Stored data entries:
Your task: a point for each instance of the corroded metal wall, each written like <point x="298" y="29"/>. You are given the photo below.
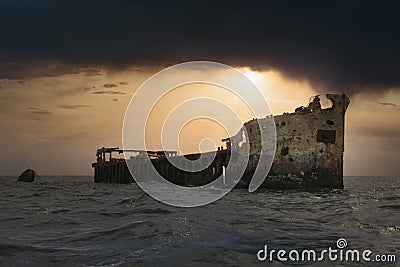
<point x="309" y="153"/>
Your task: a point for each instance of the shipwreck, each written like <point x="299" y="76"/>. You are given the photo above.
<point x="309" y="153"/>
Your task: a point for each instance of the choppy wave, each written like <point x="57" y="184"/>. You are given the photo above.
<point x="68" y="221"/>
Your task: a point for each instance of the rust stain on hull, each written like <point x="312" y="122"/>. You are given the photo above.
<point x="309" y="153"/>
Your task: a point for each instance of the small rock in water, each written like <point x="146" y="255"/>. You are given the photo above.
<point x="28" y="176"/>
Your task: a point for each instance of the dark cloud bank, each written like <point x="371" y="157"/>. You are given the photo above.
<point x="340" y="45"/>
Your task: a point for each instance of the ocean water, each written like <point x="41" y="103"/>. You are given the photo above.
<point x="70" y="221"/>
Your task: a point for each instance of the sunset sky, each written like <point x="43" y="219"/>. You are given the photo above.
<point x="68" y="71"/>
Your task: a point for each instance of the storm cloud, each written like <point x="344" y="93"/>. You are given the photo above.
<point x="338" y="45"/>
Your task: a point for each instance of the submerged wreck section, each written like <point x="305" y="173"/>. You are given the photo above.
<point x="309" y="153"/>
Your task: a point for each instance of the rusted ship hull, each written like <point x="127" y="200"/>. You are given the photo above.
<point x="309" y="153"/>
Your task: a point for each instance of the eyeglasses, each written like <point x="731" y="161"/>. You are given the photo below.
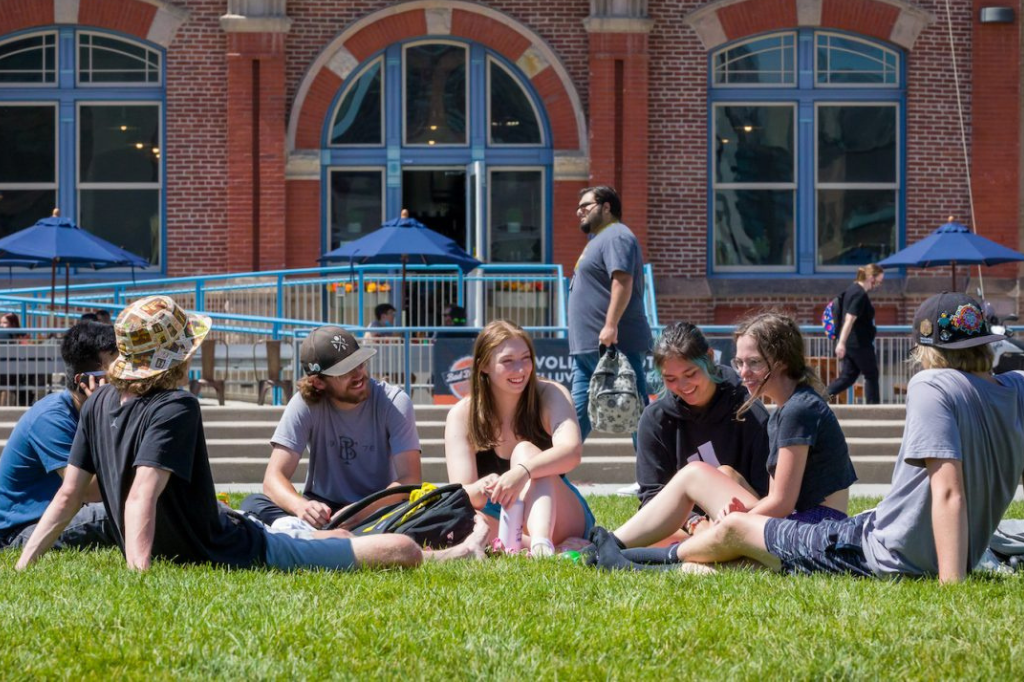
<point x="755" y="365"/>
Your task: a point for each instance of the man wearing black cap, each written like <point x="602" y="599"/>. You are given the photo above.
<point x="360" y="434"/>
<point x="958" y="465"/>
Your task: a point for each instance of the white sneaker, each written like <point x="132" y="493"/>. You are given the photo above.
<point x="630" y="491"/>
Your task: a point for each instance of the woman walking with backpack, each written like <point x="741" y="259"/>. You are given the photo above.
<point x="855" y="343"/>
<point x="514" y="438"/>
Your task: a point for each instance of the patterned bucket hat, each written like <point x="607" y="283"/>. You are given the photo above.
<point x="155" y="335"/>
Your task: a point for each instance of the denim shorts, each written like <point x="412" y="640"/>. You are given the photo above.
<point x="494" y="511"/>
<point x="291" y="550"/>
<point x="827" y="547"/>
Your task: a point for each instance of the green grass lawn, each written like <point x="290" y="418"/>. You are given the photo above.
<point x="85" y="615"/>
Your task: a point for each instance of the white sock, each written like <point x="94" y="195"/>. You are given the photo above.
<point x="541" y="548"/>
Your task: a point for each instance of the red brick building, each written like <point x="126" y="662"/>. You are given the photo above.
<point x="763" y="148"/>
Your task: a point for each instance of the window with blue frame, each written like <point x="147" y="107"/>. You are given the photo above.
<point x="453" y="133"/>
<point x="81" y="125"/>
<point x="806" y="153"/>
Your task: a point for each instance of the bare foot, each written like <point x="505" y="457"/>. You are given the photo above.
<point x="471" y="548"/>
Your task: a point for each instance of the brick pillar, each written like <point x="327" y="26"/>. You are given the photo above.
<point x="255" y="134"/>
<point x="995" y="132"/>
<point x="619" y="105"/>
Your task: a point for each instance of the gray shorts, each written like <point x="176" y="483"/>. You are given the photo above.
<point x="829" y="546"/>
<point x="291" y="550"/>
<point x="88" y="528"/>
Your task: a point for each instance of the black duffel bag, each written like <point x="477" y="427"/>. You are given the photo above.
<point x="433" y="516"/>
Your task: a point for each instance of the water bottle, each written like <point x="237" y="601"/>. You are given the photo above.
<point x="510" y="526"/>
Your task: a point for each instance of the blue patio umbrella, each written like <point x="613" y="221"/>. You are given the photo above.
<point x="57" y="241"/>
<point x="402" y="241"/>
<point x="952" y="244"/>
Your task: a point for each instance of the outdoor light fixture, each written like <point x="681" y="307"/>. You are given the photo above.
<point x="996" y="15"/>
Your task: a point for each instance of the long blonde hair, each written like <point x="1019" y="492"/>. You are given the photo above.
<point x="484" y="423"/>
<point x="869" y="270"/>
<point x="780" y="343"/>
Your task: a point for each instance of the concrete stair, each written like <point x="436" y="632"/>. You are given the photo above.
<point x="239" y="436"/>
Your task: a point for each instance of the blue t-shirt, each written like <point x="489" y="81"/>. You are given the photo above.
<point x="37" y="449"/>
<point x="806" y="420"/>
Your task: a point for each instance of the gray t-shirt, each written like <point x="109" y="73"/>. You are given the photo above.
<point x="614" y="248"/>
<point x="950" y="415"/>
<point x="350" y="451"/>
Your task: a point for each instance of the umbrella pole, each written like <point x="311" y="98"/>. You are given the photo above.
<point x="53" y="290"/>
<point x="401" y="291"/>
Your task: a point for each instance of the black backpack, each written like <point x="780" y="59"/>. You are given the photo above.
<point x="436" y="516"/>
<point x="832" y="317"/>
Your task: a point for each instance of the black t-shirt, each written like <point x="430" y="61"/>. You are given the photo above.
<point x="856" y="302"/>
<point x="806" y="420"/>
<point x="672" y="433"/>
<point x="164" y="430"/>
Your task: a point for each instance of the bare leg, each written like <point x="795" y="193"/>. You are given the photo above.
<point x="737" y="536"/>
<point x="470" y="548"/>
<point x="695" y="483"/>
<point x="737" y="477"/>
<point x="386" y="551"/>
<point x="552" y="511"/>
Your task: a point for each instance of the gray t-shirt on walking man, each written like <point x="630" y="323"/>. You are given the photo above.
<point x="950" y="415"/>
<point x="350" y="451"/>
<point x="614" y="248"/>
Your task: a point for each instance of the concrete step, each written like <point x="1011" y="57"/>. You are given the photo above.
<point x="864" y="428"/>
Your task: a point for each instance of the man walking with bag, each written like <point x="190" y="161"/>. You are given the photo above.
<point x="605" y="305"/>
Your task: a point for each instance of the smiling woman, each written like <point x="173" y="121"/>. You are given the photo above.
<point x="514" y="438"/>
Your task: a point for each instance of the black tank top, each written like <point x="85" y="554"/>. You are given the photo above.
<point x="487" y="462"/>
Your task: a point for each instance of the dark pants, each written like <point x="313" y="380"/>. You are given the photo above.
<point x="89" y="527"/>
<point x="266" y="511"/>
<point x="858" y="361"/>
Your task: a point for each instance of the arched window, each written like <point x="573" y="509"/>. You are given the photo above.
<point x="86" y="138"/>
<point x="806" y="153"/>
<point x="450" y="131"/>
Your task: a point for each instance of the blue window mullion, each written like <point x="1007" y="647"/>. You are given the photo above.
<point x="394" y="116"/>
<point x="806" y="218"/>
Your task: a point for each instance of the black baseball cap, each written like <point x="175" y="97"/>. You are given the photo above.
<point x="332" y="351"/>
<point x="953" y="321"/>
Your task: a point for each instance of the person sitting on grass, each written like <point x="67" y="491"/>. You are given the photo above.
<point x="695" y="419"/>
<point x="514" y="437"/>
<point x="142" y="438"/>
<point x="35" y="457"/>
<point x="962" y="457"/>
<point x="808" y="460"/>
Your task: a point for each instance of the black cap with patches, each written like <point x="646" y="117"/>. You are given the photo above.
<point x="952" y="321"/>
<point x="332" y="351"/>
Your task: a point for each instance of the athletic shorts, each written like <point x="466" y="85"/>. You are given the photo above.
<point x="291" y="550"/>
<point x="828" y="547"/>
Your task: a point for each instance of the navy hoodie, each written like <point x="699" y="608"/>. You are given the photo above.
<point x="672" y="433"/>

- Work instruction
Give the data above again in full and unchanged, skipping the pictures.

- Expected output
Your task: a point for each instance of the corroded metal wall, each written like <point x="298" y="29"/>. You are given the photo below.
<point x="309" y="153"/>
Your task: a point for each instance of the shipwreck, each written like <point x="299" y="76"/>. You are given the photo above.
<point x="309" y="153"/>
Your task: a point for each instance of the choppy wave, each written like <point x="57" y="184"/>. You are given the photo above.
<point x="68" y="221"/>
Your task: a point for each instance of the rust stain on hull, each written like <point x="312" y="122"/>. You are given the photo above.
<point x="309" y="153"/>
Your task: a point for each instance of the small rock in water, each written like <point x="146" y="255"/>. You are given the photo above.
<point x="28" y="176"/>
Your task: a point for each instance of the dark cloud bank, each written like <point x="371" y="157"/>. You are given the photo above.
<point x="340" y="45"/>
Your task: a point for each instance of the ocean water, each written like <point x="41" y="103"/>. You are given the photo above.
<point x="70" y="221"/>
Your task: a point for each instance of the sunset sky, each written like <point x="43" y="219"/>. You are given the photo above.
<point x="68" y="71"/>
Your task: a point for each instance of the storm cloud, each written like <point x="344" y="93"/>. You are given the photo above.
<point x="338" y="45"/>
Your task: a point for each instance of the submerged wreck section, each written like <point x="305" y="173"/>. You are given the photo above.
<point x="309" y="153"/>
Your task: a point for each instance of the rusted ship hull, each written like <point x="127" y="200"/>. You are given the photo above.
<point x="309" y="153"/>
Your task: a point for each instance of the eyeglasses, each written like <point x="731" y="161"/>. You are given the photo below.
<point x="755" y="365"/>
Your task: a point for each instance of the man wearing black cap, each written like <point x="602" y="599"/>. You are given the photo above.
<point x="360" y="434"/>
<point x="958" y="465"/>
Your task: a point for each instance of the white sneaker, each written like <point x="132" y="493"/>. You are given the photo above.
<point x="630" y="491"/>
Your task: a point for each instance of the woman walking with backpack, each written like <point x="741" y="259"/>. You are given the photo above.
<point x="855" y="343"/>
<point x="514" y="438"/>
Your task: a point for each instance of the patterned bucket hat, each written like <point x="607" y="283"/>. You are given the photo above.
<point x="155" y="335"/>
Your task: a point for each instance of the denim shorts, each written like <point x="412" y="640"/>. You are given the photo above.
<point x="494" y="511"/>
<point x="291" y="550"/>
<point x="827" y="547"/>
Your task: a point for each instance of the green grass lawn, each written like <point x="290" y="418"/>. You are given the photo above.
<point x="85" y="615"/>
Your task: a point for each instance of the white sock, each written like <point x="94" y="195"/>. You are given the photo above.
<point x="541" y="548"/>
Your task: a point for each instance of the red brick building, each written like <point x="126" y="662"/>. You are given the photo above.
<point x="763" y="148"/>
Your task: a point for each instance of the window with blue frame, each written like <point x="147" y="107"/>. You are given the photo above.
<point x="453" y="133"/>
<point x="81" y="125"/>
<point x="806" y="153"/>
Your task: a point for each instance of the bare foot, each written like <point x="505" y="457"/>. You are given the photo above.
<point x="471" y="548"/>
Your task: a point for each instance of the brick pillar, each written like <point x="327" y="26"/>. You are given the photo above.
<point x="255" y="134"/>
<point x="995" y="132"/>
<point x="619" y="105"/>
Your task: a point for each instance of the gray shorts, each written like <point x="176" y="483"/>. You are given the photo above.
<point x="829" y="546"/>
<point x="291" y="550"/>
<point x="88" y="528"/>
Your task: a point for each instance of the black duffel bag, each written like <point x="477" y="427"/>. You are given the photo above.
<point x="433" y="516"/>
Your task: a point for each instance of the water bottle, each written like <point x="237" y="601"/>. You are given the photo above.
<point x="510" y="526"/>
Your task: a point for each instance of the blue patio umbrella, each written like <point x="613" y="221"/>. You are given the photo above.
<point x="57" y="241"/>
<point x="402" y="241"/>
<point x="952" y="244"/>
Your task: a point for each instance of the outdoor light fixture, each written like <point x="681" y="307"/>. You are given the photo above.
<point x="996" y="15"/>
Your task: a point for each instance of the long blonde hair, each written like <point x="1019" y="492"/>. You are given the photo above.
<point x="484" y="423"/>
<point x="869" y="270"/>
<point x="780" y="343"/>
Your task: a point for each instance of the concrete stair, each written like <point x="436" y="632"/>. You are given the photo above.
<point x="239" y="436"/>
Your task: a point for each instance of the blue t-shirt, each written like <point x="489" y="81"/>. You are given the photo above.
<point x="37" y="449"/>
<point x="806" y="420"/>
Your task: a point for each instance of the gray t-shirt, each written like <point x="109" y="73"/>. You are given the photo above.
<point x="614" y="248"/>
<point x="950" y="415"/>
<point x="350" y="451"/>
Your task: a point for each instance of the umbrella pole, each written like <point x="311" y="98"/>. You are given the photo above.
<point x="53" y="290"/>
<point x="401" y="291"/>
Your task: a point for each instance of the black backpack, each written like <point x="780" y="59"/>. You are given the photo above.
<point x="436" y="516"/>
<point x="832" y="317"/>
Your task: a point for each instance of the black t-shirt, each written like <point x="430" y="61"/>. You are given the photo above.
<point x="856" y="302"/>
<point x="806" y="420"/>
<point x="672" y="433"/>
<point x="164" y="430"/>
Your task: a point for each instance of the bare leg, each written like <point x="795" y="193"/>. You are given the photo above.
<point x="737" y="536"/>
<point x="470" y="548"/>
<point x="695" y="483"/>
<point x="737" y="477"/>
<point x="386" y="551"/>
<point x="552" y="511"/>
Your task: a point for each instance of the gray t-shirt on walking man, each written like <point x="630" y="323"/>. You are given the photo above.
<point x="950" y="415"/>
<point x="350" y="451"/>
<point x="614" y="248"/>
Your task: a point for each instance of the concrete step, each written like <point x="1011" y="57"/>. You are given the photo above.
<point x="864" y="428"/>
Your task: a point for each instance of the man walking with bag, each written like <point x="190" y="161"/>. You are given the photo above.
<point x="605" y="305"/>
Your task: a point for each instance of the smiling woman, each written like <point x="173" y="121"/>. You are given the photo above.
<point x="514" y="438"/>
Your task: a point for each instance of the black tank top, each written like <point x="85" y="554"/>. You are given the photo above.
<point x="487" y="462"/>
Your task: a point for each instance of the dark pants, each written like <point x="313" y="380"/>. You are given the photo above.
<point x="89" y="527"/>
<point x="266" y="511"/>
<point x="858" y="361"/>
Your task: a point for each instance of the arched window, each written like <point x="573" y="509"/>. You are given the photo above.
<point x="86" y="138"/>
<point x="806" y="153"/>
<point x="450" y="131"/>
Your task: a point for each instance of the blue window mullion, each written like <point x="1007" y="647"/>. You are given the photo above.
<point x="394" y="116"/>
<point x="806" y="218"/>
Your task: a point for each instance of the black baseball cap, each written like <point x="175" y="97"/>. You are given the photo above.
<point x="332" y="351"/>
<point x="953" y="321"/>
Your task: a point for each instance of the person sitting on grass, each written like <point x="67" y="491"/>. You are given the photo above.
<point x="695" y="419"/>
<point x="514" y="437"/>
<point x="142" y="438"/>
<point x="35" y="457"/>
<point x="962" y="457"/>
<point x="808" y="460"/>
Your task: a point for each instance of the black cap with patches, each written like <point x="646" y="117"/>. You are given the photo above.
<point x="952" y="321"/>
<point x="332" y="351"/>
Your task: a point for each instance of the athletic shorts, each written like <point x="466" y="85"/>. You are given the photo above.
<point x="291" y="550"/>
<point x="828" y="547"/>
Your task: a point for each instance of the navy hoodie, each written like <point x="699" y="608"/>. You are given the photo above.
<point x="672" y="433"/>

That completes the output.